[Stated goal] Transcribe the lines below exactly, starting at the line that contains "TARGET = man in uniform" and continuing through the last line of the records, with both ends included.
◇ ◇ ◇ ◇
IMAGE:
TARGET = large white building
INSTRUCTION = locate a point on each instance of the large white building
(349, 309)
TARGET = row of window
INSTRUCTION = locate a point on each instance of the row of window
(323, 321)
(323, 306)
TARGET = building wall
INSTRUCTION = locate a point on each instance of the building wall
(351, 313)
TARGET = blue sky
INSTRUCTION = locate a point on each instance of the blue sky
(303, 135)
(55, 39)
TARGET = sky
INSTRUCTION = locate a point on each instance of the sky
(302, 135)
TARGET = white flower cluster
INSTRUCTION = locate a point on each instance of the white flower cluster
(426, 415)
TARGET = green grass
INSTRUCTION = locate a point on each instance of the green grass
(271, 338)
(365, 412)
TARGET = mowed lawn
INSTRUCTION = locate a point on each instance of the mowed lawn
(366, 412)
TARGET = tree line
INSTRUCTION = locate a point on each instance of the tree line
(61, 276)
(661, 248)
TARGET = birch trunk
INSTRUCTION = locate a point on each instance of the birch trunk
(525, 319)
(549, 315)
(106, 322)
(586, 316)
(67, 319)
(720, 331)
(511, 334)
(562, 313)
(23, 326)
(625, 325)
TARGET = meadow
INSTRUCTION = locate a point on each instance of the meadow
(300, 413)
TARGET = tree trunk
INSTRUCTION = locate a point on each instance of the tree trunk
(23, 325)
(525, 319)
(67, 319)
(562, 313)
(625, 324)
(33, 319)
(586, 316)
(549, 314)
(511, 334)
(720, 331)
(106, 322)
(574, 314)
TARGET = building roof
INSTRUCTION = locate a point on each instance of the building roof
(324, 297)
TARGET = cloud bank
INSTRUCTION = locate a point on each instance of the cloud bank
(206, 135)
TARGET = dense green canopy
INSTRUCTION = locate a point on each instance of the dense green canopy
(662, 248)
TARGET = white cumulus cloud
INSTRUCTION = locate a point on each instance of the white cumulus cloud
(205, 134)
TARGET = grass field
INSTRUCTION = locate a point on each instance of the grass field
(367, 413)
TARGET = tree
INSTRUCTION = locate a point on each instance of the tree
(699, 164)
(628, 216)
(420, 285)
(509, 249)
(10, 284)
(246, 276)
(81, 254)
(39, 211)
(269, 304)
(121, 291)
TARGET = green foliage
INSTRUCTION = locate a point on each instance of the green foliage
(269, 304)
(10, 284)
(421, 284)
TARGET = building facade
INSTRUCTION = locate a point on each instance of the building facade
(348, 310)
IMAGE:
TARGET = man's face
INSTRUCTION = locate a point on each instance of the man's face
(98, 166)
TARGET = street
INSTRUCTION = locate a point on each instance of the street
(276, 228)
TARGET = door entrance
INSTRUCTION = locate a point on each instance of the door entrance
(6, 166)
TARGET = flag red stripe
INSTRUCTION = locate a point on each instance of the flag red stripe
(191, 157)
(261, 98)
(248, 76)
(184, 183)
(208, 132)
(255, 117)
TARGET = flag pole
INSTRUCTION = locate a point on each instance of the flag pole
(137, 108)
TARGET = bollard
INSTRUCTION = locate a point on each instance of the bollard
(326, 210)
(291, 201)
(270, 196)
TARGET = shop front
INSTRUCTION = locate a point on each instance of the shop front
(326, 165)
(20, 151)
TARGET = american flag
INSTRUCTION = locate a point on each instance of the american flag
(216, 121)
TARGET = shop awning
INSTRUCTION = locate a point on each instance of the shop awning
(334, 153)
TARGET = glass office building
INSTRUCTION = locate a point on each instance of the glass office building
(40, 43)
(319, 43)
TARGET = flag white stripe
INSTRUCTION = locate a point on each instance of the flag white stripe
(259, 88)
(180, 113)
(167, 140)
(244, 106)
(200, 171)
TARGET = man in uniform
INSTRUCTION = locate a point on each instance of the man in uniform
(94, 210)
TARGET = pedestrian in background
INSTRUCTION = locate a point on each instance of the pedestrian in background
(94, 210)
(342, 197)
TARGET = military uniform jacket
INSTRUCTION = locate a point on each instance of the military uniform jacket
◇ ◇ ◇ ◇
[Solution for this problem]
TARGET = man in uniform
INSTRUCTION = locate a point on each instance of the man in uniform
(94, 210)
TARGET = pedestrian in background
INSTRUCTION = locate a point on each instance of the pedestrian in background
(94, 210)
(342, 197)
TARGET = military uniform jacket
INSTRUCTION = locate a point on each instance of the military uniform jacket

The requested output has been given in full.